# TASK LIST:
1. Transcribe the advice column word for word, starting at "Part of your" and ending at "you have done.".
2. In one to three sentences, explain why the advice column says the letter writer should find a way to honor the relationship with the lover.
3. According to the advice column, what does the writer bet hurt the wife much more than the sex and the STI?

# TEXT PASSAGE:
▽

Now, regarding your wife, you don't do her any good by casting her as an angel, or yourself as the recipient of unearned grace. How much have you talked about all of this with her, in what detail? What is her reading on the wrong you've done and the harm it has caused? I'm willing to bet the secrecy and the deception hurt her much more than the sex and the STI.
I suspect your wife may already be using finer-grained tools, sorting out the good and the bad of the situation and, apparently, working on saving the good. She may be less angelic than pragmatic, which still works out pretty well for you: at least it would give you a chance to save your marriage, if that's what you want, if you're willing and able to be pragmatic as well.
Have you shown your wife this discussion? I don't think it would hurt anything for you to do so.
I have one other concern, as you work through all of this. The tone of your note suggests that you have already written off your lover: you've dismissed your whole relationship - which, back in December, was essential to your happiness, remember? - as "a dumb whim"; your use of quotation marks around "lover" suggests you are diminishing the relationship and diminishing her.
For good or for ill, you are in a relationship with a woman who is not your wife. However ill-founded that relationship may have been, however much it was veiled in secrecy, however much that relationship must change now that it has been brought into the light, it is
a relationship with another human being.
Part of your challenge now is to find a way to honor that relationship, acknowledge and honor the full humanity of your lover, even if you can no longer be her lover.
To do otherwise would be to compound the harm you have done.

△

# LISTED ENTRIES:
▽

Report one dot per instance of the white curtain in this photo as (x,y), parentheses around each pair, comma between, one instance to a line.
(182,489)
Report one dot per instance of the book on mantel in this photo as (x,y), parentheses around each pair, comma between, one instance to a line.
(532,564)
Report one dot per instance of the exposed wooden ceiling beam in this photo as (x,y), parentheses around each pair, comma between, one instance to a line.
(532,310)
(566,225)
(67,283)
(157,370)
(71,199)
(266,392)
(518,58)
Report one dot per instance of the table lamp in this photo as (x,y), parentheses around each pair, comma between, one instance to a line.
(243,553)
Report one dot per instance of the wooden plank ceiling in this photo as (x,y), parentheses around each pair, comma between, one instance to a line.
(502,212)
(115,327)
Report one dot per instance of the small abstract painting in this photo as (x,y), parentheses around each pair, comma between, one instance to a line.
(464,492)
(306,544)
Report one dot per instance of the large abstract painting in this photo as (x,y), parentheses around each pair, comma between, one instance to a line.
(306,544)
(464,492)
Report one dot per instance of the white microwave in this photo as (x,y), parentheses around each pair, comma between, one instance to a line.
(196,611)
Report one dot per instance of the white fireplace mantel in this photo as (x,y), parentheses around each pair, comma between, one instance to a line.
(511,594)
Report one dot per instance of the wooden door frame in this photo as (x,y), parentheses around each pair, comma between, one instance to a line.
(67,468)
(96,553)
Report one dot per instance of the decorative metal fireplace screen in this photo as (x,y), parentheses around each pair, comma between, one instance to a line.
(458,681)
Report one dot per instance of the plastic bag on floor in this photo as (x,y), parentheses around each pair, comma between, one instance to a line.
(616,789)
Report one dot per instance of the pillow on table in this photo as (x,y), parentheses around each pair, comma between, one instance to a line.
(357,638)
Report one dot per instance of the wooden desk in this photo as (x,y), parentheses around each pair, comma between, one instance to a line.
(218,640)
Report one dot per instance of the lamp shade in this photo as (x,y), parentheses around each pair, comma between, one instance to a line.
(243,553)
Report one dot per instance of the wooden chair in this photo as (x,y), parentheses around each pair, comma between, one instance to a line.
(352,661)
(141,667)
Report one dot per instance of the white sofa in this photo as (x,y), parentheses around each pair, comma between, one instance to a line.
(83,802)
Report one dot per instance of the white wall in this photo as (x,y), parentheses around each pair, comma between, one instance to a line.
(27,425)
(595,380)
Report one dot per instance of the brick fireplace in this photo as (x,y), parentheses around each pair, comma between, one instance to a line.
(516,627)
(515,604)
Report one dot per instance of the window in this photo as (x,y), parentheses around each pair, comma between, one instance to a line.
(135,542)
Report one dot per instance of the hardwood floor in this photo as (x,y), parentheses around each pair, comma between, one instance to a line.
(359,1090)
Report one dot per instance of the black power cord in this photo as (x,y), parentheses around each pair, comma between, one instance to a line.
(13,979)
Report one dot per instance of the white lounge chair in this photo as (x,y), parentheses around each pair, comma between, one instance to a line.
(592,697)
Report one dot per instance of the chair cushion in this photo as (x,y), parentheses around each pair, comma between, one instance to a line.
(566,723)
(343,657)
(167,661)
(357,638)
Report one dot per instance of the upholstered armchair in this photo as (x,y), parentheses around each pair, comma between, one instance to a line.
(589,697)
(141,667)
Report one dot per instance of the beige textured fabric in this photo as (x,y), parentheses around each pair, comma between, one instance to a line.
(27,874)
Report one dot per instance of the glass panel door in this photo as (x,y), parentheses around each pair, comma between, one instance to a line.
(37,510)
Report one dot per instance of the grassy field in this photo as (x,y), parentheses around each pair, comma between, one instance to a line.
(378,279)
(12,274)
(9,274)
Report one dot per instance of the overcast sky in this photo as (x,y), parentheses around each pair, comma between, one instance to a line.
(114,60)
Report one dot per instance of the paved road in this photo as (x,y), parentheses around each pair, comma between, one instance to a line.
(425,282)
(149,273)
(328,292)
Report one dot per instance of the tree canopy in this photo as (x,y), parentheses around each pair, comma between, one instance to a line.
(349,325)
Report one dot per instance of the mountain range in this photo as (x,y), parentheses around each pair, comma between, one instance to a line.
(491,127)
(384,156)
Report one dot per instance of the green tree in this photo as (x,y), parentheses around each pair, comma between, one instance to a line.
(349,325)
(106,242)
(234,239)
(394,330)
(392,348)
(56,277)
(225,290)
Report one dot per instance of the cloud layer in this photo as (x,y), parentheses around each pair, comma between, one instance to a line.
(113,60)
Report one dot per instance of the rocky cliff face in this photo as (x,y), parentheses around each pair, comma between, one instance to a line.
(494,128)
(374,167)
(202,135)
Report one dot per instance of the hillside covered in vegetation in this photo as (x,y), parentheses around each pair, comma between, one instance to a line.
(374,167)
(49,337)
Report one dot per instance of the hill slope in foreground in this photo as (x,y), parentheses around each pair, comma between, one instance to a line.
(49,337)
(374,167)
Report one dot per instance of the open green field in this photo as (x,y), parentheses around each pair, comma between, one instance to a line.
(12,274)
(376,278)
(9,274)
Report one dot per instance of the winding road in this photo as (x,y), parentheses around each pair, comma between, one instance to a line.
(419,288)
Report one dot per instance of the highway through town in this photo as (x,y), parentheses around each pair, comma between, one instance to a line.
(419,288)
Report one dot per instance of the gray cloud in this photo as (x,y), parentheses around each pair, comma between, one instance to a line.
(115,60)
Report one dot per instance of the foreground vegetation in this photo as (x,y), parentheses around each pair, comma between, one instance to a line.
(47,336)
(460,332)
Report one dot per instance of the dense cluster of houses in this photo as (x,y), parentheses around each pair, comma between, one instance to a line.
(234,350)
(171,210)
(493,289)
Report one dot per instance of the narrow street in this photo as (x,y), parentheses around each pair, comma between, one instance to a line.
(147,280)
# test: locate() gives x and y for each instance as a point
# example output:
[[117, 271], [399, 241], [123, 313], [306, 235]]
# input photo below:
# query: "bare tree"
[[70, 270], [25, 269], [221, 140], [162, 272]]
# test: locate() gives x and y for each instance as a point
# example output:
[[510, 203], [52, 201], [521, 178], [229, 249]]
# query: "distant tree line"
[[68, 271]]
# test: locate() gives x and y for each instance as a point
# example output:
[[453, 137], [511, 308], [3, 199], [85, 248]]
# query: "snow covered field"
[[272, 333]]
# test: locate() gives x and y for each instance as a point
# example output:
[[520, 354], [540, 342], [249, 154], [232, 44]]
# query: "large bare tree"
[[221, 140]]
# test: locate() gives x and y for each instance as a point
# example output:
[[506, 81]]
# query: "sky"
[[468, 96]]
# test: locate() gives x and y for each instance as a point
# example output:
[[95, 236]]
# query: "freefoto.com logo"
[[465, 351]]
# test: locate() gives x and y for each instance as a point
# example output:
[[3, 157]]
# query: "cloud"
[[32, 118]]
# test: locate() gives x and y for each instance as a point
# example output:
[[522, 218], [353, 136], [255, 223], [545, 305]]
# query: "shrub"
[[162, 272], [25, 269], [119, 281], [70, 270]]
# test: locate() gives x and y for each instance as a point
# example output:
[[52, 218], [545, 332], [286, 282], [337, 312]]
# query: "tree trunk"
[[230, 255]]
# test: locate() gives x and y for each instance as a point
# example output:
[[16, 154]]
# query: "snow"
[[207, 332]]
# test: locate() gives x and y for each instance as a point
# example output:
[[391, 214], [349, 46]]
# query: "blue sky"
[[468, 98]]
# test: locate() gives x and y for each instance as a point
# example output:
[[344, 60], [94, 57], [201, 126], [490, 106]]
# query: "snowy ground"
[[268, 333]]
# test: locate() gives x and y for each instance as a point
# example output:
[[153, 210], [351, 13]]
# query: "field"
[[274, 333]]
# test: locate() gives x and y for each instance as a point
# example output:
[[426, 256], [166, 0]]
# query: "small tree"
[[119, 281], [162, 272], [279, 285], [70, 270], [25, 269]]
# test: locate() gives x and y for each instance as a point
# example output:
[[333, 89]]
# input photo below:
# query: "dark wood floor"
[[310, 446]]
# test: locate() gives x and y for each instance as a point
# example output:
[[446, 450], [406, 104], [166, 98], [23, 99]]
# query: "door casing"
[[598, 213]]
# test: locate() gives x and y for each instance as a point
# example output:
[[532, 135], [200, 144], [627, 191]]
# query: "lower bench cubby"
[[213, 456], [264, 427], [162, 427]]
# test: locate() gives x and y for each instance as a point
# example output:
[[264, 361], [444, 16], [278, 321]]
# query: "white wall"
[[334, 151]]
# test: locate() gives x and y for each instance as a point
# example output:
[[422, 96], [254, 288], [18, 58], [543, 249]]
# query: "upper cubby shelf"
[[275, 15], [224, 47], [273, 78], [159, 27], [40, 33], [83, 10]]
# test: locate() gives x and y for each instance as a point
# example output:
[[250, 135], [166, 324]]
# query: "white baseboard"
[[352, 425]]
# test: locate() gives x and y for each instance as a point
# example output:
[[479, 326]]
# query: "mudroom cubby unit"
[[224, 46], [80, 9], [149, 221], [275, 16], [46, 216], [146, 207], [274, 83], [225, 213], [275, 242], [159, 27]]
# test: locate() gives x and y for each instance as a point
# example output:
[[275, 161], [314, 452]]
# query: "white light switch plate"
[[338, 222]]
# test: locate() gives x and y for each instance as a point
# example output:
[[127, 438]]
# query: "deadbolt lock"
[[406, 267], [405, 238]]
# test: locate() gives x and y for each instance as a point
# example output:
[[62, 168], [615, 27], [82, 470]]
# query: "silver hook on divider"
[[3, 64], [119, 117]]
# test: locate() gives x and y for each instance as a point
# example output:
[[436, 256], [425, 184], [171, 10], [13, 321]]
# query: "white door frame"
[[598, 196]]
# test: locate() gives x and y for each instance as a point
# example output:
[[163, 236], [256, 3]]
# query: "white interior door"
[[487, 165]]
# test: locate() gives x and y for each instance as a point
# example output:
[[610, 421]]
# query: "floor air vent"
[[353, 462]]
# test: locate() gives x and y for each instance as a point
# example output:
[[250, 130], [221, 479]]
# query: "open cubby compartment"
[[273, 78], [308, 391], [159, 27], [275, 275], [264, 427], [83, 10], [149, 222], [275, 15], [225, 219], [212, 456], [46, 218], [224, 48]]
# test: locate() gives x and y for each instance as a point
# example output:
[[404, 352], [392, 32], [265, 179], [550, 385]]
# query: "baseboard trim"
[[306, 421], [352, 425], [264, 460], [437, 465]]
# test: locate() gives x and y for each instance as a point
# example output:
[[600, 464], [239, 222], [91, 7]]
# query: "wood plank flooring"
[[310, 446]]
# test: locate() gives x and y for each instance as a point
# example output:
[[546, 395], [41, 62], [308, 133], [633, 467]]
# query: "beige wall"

△

# FINAL RESULTS:
1.
Part of your challenge now is to find a way to honor that relationship, acknowledge and honor the full humanity of your lover, even if you can no longer be her lover.
To do otherwise would be to compound the harm you have done.

2. However ill-founded or secret it was, it is a relationship with another human being, whose full humanity deserves acknowledgment. To do otherwise would compound the harm the letter writer has already done.

3. The secrecy and the deception.